Things to do –
a) Rewrite the passage of the article on diesel prices and farming, everything from "That’s about all" down to "affect food availability.", changing "farmers" to "growers".
b) According to AAA, what was the average price of diesel fuel in Pennsylvania on Tuesday, as reported in the article on diesel prices and farming?
c) Pick up the article on diesel prices and farming after its last sentence and carry it forward.

Text block –
───
HARRISBURG — A Lehigh County farmer recently called Kyle Kotzmoyer and said something like “I’ve got a tractor hooked up to my corn planter out here, no diesel fuel, and I can’t afford to get any.”
Kotzmoyer, who recalled the conversation Tuesday, said he responded to the request for advice with a joke.
That’s about all he could do, he said, because the crushing reality of record diesel fuel prices is pushing farmers to the brink and may affect food availability.
“We have reached that point to where it is very close to being a sinking ship,” Kotzmoyer, a legislative affairs specialist for the Pennsylvania Farm Bureau, testified to state lawmakers Tuesday. “We are teetering on the edge right now.”
His appearance came in the third hearing on soaring inflation held by the House Republican Policy Committee.
The overall testimony suggested the dire farm situation will exacerbate the rate of already steep food price increases. The federal government reported last week that food prices in May were 10.1% higher than a year earlier, with the rate of increase gaining speed.
After the hearing — in a phone interview — Kotzmoyer made clear that food may not be as available because of the fuel price surge.
“One, if they can’t afford to put it in the ground,” he said of farming using diesel-thirsty machinery. “Or, two, if they can’t afford to take it out.”
Average diesel fuel prices Tuesday in Pennsylvania were $6.19 a gallon, about 75% higher than a year ago, according to AAA.
Kotzmoyer told lawmakers diesel is a “huge, huge expense” for farmers. One Cumberland County farmer, he said, works about 3,500 acres with several diesel-consuming tractors and burns though about 2,000 gallons of diesel per month.
───
Data records –
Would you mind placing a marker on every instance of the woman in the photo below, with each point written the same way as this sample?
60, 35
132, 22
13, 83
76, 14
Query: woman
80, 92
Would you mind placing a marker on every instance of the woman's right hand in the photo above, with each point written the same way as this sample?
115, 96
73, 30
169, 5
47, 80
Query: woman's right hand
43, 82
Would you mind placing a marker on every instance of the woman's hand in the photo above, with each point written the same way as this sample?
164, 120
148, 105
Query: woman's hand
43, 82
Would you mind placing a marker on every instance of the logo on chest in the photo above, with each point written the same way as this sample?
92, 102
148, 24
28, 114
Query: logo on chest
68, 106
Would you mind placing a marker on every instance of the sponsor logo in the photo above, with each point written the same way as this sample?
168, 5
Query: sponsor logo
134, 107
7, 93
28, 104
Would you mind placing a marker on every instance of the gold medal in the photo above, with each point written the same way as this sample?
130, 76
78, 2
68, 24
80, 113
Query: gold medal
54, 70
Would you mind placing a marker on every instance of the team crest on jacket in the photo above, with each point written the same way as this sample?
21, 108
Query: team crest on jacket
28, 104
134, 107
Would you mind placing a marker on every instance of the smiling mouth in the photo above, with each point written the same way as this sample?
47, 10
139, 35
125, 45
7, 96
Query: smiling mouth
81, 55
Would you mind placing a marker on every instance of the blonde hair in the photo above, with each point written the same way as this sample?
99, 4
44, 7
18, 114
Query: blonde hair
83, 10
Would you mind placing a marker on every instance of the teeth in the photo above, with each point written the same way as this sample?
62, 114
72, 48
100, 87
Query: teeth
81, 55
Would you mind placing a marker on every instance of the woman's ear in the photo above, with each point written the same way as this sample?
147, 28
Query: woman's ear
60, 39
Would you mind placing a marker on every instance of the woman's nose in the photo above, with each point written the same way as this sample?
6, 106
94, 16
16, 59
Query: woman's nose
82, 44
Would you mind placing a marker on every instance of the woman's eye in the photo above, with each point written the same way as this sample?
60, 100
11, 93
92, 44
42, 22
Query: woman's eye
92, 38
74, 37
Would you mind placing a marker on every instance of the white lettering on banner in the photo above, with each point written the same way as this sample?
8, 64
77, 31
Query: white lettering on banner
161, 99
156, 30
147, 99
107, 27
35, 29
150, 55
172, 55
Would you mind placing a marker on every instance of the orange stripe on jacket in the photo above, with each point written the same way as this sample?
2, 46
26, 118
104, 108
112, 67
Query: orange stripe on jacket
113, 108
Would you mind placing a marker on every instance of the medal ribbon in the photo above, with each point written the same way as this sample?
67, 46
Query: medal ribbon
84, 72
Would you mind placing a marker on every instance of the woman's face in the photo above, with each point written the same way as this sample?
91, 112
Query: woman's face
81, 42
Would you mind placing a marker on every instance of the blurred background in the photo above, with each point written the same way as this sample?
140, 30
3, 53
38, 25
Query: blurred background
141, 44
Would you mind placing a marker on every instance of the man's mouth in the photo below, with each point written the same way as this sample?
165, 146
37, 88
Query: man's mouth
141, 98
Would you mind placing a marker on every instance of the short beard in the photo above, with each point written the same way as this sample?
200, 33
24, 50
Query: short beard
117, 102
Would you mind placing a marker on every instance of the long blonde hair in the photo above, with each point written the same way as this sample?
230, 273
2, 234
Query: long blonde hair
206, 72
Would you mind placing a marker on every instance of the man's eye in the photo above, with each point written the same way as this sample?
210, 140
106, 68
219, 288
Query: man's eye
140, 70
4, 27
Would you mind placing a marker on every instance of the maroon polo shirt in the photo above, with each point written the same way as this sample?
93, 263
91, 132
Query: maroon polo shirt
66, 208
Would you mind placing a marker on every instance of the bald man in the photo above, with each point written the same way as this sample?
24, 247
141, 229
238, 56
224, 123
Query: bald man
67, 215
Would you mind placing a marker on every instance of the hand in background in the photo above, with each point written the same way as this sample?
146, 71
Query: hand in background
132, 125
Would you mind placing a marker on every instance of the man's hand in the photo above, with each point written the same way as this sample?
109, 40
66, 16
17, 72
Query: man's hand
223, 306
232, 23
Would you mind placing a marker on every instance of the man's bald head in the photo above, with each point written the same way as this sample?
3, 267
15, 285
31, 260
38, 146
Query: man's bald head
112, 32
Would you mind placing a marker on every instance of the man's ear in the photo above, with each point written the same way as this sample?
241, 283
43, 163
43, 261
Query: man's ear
───
Activity answers –
a)
That’s about all he could do, he said, because the crushing reality of record diesel fuel prices is pushing growers to the brink and may affect food availability.

b) $6.19 a gallon.

c)
Farm operations do not have to pay sales taxes on diesel fuel purchases, giving them a minor break, he said.
But they can also decide to stop farming certain crops that are not worth the expense — raising the threat of shortages.
Asked if food shortages were a possibility, Kotzmoyer said, “If the farmers cannot get crops out of the ground, then there is not food on the shelves.”
Kotzmoyer said he has already heard of farmers selling seed corn or beans back to dealers so they can plant hay, which has “more return on investment.”
‘People are suffering’
The hearing on inflation chaired by Republican Rep. Martin Causer of McKean County was the third in a series that started last week and will wrap up June 21. It was punctuated by the U.S. Labor Department’s Friday report that price inflation in May was running at 8.6%, the highest rate in more than 40 years.
One testifier in the early hearings told the committee consumers are spending an average of $3,000 more a year on food and gas, because of inflation.
A separate, Democrat-led hearing also touched on the topic this week.
The House Democratic Policy Committee on Monday held a session called “How radical conservative policies are crushing the middle class” in which the only testifier was Marc Stier of the Pennsylvania Budget and Policy Center.
His presentation focused mostly on what he said were the effects of 10 years of Republican control of the Legislature, but he was questioned about inflation.
Stier said it would be “a temporary period of inflation but a very serious one.”
“It is maybe a short-term problem, but it is a problem,” he said. “Lots of people are suffering.”
Stier agreed with the assertion of Rep. Ryan Bizzaro of Erie County, the chair, that excessive corporate profits were helping drive up inflation.
Diesel shortages reported
Rebecca Oyler, president and CEO of the Pennsylvania Motor Truck Association, told the Republican panel Tuesday diesel fuel shortages have been reported.
“I do not think I need to elaborate on how devastating a diesel shortage would be to the industry and the overall economy,” she said. “In the end, it’s the consumer who ultimately pays the costs for increases on goods and services delivered by truck, which is almost everything.”
The average price of unleaded gasoline in Pennsylvania was about $5.07 on Tuesday, down a fraction of a cent from the record high set Saturday, according to AAA.
Stephanie Wissman, executive director of American Petroleum Institute Pennsylvania, testified that about 60% of the pump price of gas can be attributed to the price of oil.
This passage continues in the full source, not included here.